* [Reading passage]
Question

If the arguments of $\left(1-i\right)\left(\sqrt{3}+i\right)\left(1+\sqrt{3}i\right)$ and $\left(Z-2\right)\left(\bar{Z}-1\right)$ are equal, then the locus of $Z$ is part of a circle with centre $\left(a,b\right)$ . The value of $a+b$ is

Answer 1

Answer: 2

Let, $Z=x+iy$
Now,
$\left(Z-2\right)\left(\bar{Z}-1\right)=Z\bar{Z}-2\bar{Z}-Z+2$
$=x^2+y^2-3x+2+iy$
argument of $\left(1-i\right)\left(\sqrt{3}+i\right)\left(1+\sqrt{3}i\right)=-\frac{\pi }{4}+\frac{\pi }{6}+\frac{\pi }{3}=\frac{\pi }{4}$
Now, since both arguments are equal
$\Rightarrow$ $x^2+y^2-3x+2=y(where,y>0)$
$\Rightarrow$ $x^2+y^2-3x-y+2=0$
Hence, the centre of the circle is $\left(\frac{3}{2},\frac{1}{2}\right)=\left(a,b\right)$
$\Rightarrow$ $a+b=\frac{3}{2}+\frac{1}{2}=\frac{4}{2}=2$

* [Extracted data]
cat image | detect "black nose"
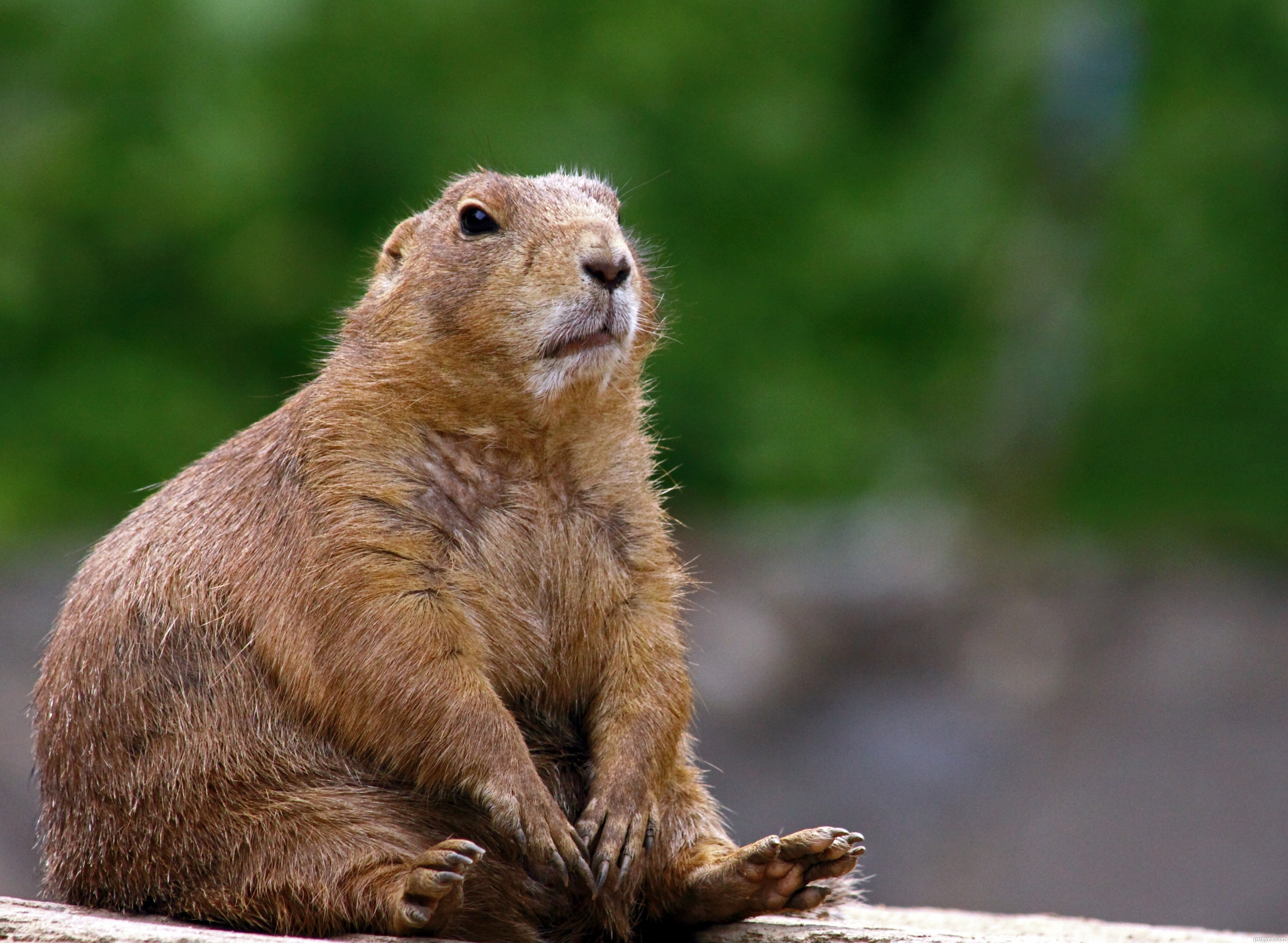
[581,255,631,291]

--

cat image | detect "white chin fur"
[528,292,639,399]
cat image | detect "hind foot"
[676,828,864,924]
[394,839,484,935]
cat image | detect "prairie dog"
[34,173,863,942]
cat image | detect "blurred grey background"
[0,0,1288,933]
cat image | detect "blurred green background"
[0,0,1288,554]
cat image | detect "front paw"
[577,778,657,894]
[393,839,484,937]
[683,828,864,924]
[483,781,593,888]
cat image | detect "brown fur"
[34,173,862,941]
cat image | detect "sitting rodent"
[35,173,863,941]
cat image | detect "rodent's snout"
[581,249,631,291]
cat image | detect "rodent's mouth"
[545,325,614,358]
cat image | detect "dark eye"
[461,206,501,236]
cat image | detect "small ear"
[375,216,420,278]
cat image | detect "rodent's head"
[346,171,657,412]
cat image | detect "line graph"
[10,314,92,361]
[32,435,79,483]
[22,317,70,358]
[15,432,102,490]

--

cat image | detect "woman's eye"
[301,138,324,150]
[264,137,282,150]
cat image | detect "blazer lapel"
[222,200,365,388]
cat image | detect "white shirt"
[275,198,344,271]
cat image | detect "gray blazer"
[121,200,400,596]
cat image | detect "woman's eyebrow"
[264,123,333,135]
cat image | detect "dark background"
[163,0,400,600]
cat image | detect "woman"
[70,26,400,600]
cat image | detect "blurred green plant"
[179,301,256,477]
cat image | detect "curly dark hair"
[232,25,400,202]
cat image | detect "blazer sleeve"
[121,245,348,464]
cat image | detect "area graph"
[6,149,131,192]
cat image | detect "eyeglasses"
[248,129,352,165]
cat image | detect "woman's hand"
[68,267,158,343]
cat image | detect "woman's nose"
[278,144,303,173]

* [Problem to solve] In the worked solution on the locus of Z, what value is found for the argument of the product of 1 − i, √3 + i, and 1 + √3i? The records can be set aside.

* [Task result] The argument is π/4.